Source records:

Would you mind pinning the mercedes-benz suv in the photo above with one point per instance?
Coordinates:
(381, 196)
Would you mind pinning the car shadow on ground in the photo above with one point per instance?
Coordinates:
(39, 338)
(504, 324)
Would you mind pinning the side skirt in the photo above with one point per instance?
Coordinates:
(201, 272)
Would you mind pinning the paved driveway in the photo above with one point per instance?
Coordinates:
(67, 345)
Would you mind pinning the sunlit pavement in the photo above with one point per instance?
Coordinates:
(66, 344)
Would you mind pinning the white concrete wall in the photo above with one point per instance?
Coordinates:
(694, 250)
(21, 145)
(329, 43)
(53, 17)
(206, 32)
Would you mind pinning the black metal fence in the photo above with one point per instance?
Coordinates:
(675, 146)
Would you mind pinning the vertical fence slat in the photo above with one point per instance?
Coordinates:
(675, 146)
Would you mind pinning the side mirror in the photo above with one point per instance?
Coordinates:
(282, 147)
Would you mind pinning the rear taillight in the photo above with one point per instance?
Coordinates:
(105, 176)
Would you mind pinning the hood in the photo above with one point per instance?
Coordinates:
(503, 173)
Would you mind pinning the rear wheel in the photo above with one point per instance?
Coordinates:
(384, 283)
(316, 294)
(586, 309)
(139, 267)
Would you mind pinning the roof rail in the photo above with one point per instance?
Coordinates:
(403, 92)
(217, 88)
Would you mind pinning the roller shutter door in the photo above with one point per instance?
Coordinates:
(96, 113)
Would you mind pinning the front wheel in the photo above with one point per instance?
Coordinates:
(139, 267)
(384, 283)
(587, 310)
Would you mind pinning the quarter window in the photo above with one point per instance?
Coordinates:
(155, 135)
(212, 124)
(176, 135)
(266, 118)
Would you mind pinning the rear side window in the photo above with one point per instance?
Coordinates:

- _Aim of the task_: The word is "fence". Copy every line above where it appears.

- _Written answer_:
Would you mind pinning the black metal fence in the photo above with one point per instance?
Would you mind pinning the vertical fence slat in the photo above with one point per instance?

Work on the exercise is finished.